§ **Region annotation items**:
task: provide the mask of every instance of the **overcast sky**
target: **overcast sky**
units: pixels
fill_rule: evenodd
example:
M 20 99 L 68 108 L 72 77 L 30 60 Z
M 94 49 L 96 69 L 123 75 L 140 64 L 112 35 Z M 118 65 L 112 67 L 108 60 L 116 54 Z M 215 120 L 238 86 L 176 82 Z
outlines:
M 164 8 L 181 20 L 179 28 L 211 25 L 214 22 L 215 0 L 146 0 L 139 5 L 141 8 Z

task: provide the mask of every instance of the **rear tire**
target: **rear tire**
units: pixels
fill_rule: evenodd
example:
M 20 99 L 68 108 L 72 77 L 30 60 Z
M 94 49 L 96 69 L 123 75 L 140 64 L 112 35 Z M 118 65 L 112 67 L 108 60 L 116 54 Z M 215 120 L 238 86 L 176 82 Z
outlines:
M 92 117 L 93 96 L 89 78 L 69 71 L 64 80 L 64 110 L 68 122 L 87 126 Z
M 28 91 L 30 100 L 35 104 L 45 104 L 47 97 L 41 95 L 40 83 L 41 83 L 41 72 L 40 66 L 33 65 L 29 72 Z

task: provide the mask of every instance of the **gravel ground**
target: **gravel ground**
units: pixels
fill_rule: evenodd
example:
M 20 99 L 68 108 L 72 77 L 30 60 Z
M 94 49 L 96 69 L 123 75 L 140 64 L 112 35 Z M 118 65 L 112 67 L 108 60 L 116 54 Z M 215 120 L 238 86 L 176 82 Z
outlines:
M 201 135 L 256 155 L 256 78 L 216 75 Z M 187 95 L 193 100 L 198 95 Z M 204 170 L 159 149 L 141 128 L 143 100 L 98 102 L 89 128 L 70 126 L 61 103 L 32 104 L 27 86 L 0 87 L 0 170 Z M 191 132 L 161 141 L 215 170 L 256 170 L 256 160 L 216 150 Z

* * *

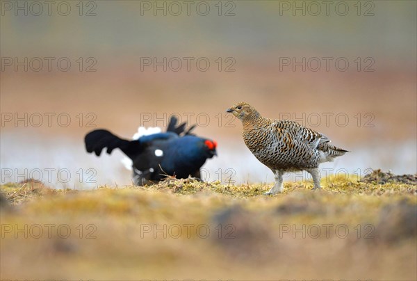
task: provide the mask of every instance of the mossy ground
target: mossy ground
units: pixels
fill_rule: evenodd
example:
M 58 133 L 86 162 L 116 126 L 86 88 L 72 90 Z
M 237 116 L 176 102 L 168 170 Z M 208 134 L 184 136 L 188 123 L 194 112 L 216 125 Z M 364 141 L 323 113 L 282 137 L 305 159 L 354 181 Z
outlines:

§ **Exercise aim**: Please extract these lines without any change. Begin at the line that contains "task: provide the mask of every instance of the **overcast" and stop after the line that contains "M 164 8 L 181".

§ **Full response**:
task: provide the mask of every instance of the **overcast sky**
target: **overcast sky**
units: pixels
fill_rule: evenodd
example:
M 20 99 L 68 108 L 72 77 L 30 60 Z
M 94 49 L 96 69 L 123 75 L 140 64 L 112 35 Z M 118 65 L 112 67 L 108 60 L 116 54 Z M 215 120 L 238 86 L 176 82 Z
outlines:
M 164 8 L 181 20 L 179 28 L 211 25 L 214 22 L 215 0 L 146 0 L 139 5 L 141 8 Z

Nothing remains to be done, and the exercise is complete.